What to do -> Give the number of lines in the data that contain the word "window"; no other text is needed.

Data to examine ->
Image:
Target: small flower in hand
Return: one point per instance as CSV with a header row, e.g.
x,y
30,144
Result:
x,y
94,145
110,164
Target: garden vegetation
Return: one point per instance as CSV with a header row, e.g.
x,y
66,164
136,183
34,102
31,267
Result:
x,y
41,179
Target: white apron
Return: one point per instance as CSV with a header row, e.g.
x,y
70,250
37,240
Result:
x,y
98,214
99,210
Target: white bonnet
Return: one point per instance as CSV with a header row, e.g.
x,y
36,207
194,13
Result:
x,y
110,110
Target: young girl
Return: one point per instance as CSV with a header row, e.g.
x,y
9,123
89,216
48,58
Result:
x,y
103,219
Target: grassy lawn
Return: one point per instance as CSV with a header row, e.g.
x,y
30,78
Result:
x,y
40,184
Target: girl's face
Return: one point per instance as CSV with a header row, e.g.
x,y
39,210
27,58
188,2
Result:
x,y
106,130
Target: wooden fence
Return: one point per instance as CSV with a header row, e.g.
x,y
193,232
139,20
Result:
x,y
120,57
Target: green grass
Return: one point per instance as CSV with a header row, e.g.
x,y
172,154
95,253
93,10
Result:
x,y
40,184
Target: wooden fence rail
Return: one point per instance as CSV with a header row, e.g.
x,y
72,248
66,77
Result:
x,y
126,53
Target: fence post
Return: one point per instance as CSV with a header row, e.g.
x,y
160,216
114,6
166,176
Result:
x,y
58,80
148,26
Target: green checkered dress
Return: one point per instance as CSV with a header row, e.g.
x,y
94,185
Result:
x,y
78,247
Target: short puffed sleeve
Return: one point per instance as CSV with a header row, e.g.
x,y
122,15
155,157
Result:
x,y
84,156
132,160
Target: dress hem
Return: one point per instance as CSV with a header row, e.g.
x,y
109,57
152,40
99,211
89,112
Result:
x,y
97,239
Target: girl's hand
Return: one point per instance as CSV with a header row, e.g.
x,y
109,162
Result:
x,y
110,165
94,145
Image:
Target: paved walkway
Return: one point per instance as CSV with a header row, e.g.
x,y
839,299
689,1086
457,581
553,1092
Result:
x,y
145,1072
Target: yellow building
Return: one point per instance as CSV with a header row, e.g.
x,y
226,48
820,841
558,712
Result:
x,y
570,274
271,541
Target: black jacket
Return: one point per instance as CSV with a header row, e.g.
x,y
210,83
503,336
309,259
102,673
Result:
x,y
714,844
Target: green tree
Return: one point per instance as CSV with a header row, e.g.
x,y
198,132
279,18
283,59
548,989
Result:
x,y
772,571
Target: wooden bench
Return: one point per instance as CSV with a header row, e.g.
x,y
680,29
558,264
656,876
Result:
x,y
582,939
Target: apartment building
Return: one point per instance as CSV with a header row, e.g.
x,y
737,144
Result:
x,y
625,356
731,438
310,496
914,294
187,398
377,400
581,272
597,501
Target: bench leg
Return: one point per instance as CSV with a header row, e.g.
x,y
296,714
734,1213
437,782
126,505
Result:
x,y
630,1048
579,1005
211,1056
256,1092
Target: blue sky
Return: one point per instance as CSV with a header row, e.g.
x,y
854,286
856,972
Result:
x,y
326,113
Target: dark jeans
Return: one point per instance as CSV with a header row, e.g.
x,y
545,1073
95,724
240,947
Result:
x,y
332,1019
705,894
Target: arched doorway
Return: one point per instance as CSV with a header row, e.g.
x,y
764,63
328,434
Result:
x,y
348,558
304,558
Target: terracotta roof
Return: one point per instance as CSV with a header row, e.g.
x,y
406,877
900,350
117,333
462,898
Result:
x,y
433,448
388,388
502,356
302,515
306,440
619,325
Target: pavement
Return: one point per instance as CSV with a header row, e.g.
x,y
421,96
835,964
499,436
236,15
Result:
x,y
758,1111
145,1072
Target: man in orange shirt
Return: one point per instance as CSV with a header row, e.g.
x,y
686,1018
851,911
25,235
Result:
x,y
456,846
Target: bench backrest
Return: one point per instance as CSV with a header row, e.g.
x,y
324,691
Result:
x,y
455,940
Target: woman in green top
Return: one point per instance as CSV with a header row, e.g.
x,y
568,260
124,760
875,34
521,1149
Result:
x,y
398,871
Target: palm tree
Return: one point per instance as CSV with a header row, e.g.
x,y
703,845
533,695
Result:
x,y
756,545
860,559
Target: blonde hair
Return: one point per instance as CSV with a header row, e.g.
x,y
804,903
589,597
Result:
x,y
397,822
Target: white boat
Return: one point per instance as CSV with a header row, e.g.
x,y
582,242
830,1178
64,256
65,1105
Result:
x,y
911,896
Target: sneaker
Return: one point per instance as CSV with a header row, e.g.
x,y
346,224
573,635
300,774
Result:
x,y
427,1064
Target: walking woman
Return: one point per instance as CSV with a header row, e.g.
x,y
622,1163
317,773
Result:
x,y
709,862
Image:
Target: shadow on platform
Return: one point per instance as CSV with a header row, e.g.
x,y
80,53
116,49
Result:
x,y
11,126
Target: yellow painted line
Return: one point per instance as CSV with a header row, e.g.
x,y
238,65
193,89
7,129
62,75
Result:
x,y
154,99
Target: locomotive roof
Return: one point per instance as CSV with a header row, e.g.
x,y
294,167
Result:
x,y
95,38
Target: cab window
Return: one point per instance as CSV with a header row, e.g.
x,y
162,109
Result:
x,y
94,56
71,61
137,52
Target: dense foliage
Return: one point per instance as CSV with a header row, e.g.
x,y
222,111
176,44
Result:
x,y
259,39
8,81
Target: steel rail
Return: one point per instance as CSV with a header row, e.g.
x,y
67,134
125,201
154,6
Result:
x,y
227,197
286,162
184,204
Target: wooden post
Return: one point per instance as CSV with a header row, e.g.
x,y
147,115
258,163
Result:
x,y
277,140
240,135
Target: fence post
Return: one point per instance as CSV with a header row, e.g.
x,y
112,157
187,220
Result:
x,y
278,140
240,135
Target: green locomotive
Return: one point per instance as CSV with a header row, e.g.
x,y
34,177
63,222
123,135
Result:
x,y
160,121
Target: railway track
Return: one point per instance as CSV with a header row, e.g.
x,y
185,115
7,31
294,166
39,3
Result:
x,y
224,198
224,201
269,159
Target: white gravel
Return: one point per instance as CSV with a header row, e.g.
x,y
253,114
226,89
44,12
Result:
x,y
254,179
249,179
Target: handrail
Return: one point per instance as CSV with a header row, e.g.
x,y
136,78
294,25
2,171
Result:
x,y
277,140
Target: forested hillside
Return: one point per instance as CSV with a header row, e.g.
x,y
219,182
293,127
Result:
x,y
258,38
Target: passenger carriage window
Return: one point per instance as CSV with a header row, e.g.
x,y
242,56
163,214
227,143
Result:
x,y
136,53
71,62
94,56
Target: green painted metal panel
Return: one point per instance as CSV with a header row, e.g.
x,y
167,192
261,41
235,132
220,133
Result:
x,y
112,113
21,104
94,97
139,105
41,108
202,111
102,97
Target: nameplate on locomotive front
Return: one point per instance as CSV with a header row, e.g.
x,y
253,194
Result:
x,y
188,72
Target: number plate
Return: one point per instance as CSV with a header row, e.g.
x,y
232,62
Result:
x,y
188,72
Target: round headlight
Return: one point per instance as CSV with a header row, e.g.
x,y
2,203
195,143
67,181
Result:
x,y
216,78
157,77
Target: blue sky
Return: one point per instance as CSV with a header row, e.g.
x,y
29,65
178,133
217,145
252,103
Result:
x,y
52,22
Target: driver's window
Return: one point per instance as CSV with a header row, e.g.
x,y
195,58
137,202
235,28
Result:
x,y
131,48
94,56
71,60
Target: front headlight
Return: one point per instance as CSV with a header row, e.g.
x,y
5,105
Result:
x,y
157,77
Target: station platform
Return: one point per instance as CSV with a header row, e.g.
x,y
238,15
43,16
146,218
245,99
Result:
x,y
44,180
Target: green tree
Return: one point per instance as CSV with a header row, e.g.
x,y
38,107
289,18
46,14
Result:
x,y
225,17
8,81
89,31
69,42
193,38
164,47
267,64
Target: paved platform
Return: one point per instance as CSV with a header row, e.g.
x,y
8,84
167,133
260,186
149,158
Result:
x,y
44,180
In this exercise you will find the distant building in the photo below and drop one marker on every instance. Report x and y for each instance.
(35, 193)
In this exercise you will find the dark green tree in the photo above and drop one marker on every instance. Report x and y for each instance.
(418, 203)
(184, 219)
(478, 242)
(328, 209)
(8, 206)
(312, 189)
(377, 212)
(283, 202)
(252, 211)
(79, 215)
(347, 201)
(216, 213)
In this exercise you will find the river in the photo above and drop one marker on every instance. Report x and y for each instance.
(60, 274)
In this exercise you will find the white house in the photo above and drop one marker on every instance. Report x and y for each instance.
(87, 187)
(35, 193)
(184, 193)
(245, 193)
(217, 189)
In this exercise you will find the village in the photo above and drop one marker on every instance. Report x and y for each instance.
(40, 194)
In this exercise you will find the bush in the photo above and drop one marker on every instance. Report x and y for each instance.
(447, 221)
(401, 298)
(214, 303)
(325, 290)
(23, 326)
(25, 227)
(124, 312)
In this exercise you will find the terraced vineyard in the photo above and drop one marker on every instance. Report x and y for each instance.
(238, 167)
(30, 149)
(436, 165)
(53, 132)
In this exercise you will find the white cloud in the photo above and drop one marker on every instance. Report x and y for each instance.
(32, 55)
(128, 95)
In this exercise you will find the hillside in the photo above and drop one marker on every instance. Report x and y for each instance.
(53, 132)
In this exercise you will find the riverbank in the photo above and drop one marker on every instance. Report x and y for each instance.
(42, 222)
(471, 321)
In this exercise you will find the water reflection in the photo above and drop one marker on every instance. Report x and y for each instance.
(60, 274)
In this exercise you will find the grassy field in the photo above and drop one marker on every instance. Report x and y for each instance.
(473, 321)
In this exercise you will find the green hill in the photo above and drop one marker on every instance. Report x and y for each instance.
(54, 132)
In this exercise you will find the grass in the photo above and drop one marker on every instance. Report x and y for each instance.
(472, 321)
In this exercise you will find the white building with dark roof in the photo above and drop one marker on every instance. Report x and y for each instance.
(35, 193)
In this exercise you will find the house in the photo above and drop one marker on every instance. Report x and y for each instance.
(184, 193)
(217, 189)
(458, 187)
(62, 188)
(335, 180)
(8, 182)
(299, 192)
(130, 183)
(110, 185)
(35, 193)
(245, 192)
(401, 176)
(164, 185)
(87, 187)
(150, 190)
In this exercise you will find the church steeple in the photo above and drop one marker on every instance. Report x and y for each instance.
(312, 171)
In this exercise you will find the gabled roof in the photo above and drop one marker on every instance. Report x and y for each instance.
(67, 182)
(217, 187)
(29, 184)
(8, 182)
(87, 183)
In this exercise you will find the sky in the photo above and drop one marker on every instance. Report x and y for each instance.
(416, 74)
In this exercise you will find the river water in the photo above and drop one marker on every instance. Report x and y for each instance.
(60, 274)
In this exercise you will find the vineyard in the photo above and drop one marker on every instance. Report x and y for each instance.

Completed task -> 3